**Task instructions:**
A. List every restaurant that the passage on restaurant social distancing mentions by name.
B. Update the passage on restaurant social distancing by copying it from "Patrick O’Connell, who" to "that serves cheese.", inclusive, and changing "mannequins" to "dummies".

___ Passage

Patrick O’Connell, who has a 3-Michelin-star famed Inn at Little Washington, is opening up his restaurant, but with a weird twist. While they will be operating at half capacity as per the laws of Virginia, the empty seats will be occupied by mannequins. Yeah, it might seem weird, but social distancing in restaurants can be a success if you can create the illusion of a booming business. The Inn at Little Washington has its fair share of theatrics. It even features a mooing cow-shaped cart that serves cheese.

Five Dock Dining, a restaurant in Sydney, is trying something similar. They are keeping it 2-D though. They have placed cardboard cutouts of life-size humans featuring their handsome patrons.

A few restaurants are expanding beyond the boundaries of the restaurant. They are spilling into the streets or the parking lots. Clarity in Vienna is using up the parking lot space for the seating of their patrons. So, the restaurant is running at half capacity. But at least they are maintaining social distancing in restaurants. People can even have a parking-space slip and pull in to catch an 80 dollar multicourse meal. Just get to the table and have a treat!

______
___ Provided data

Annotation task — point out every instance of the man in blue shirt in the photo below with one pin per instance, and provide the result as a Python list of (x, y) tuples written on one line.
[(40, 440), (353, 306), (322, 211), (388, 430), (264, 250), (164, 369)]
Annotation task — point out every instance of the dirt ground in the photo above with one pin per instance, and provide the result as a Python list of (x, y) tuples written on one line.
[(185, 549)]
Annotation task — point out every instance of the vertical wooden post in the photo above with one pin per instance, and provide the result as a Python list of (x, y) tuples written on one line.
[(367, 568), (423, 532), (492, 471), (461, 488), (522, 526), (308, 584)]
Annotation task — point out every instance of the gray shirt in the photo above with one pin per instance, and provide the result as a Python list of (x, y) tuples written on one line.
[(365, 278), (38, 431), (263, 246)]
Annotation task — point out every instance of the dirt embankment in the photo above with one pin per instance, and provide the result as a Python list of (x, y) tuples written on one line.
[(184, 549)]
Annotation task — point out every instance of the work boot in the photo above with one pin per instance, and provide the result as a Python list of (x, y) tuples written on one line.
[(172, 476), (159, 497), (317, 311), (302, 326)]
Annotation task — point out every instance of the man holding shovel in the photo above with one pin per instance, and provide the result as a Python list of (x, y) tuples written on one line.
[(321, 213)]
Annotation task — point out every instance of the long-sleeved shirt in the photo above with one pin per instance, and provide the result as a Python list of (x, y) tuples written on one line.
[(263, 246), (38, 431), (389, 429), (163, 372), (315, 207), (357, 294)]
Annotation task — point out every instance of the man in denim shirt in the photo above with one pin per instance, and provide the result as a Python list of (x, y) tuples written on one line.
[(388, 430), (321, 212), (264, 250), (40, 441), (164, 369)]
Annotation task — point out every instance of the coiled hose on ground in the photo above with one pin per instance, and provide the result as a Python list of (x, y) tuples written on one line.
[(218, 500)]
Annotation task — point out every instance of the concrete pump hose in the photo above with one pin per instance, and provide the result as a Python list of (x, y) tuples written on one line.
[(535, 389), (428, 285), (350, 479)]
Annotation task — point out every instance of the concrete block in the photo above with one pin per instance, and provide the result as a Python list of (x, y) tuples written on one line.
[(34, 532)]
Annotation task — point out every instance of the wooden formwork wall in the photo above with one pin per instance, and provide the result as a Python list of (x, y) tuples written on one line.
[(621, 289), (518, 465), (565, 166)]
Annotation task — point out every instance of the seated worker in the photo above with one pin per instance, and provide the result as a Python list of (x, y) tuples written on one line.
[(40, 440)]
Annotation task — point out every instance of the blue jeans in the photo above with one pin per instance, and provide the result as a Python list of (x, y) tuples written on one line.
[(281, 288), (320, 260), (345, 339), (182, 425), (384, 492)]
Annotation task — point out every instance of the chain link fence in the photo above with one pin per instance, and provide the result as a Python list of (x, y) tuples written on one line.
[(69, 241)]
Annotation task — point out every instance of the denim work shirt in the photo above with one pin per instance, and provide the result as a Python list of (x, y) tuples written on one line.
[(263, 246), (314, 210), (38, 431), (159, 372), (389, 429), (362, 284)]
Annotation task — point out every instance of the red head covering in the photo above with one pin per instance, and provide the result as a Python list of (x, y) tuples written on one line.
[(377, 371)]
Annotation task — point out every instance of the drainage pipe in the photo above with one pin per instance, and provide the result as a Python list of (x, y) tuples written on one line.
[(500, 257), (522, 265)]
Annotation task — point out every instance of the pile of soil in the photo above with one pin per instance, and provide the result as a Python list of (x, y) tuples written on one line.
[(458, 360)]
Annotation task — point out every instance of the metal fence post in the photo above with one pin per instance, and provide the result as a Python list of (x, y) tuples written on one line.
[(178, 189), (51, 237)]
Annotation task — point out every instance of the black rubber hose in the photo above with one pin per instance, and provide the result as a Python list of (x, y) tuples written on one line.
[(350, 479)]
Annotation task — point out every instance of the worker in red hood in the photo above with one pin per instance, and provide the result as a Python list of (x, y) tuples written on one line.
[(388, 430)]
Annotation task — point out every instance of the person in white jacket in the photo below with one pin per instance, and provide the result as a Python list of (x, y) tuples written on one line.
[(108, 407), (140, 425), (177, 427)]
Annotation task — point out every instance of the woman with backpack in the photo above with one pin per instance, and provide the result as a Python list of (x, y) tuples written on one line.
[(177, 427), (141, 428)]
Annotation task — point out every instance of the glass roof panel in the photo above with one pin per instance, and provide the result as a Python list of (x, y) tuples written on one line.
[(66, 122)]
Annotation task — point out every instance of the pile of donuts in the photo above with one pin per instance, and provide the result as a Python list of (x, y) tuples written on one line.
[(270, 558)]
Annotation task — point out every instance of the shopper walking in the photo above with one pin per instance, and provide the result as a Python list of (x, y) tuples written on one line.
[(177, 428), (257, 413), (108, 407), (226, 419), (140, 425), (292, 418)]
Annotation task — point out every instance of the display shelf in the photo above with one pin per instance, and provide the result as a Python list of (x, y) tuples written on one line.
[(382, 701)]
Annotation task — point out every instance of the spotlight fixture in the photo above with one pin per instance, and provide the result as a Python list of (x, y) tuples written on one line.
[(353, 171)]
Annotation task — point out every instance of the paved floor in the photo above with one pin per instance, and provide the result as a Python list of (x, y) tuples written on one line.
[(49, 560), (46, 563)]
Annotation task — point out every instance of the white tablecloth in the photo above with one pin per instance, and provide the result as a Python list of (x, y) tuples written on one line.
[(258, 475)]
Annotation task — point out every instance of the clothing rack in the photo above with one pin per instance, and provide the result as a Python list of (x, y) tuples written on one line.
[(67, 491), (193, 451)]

______

**Answers to this exercise:**
A.
- Inn at Little Washington
- Five Dock Dining
- Clarity

B.
Patrick O’Connell, who has a 3-Michelin-star famed Inn at Little Washington, is opening up his restaurant, but with a weird twist. While they will be operating at half capacity as per the laws of Virginia, the empty seats will be occupied by dummies. Yeah, it might seem weird, but social distancing in restaurants can be a success if you can create the illusion of a booming business. The Inn at Little Washington has its fair share of theatrics. It even features a mooing cow-shaped cart that serves cheese.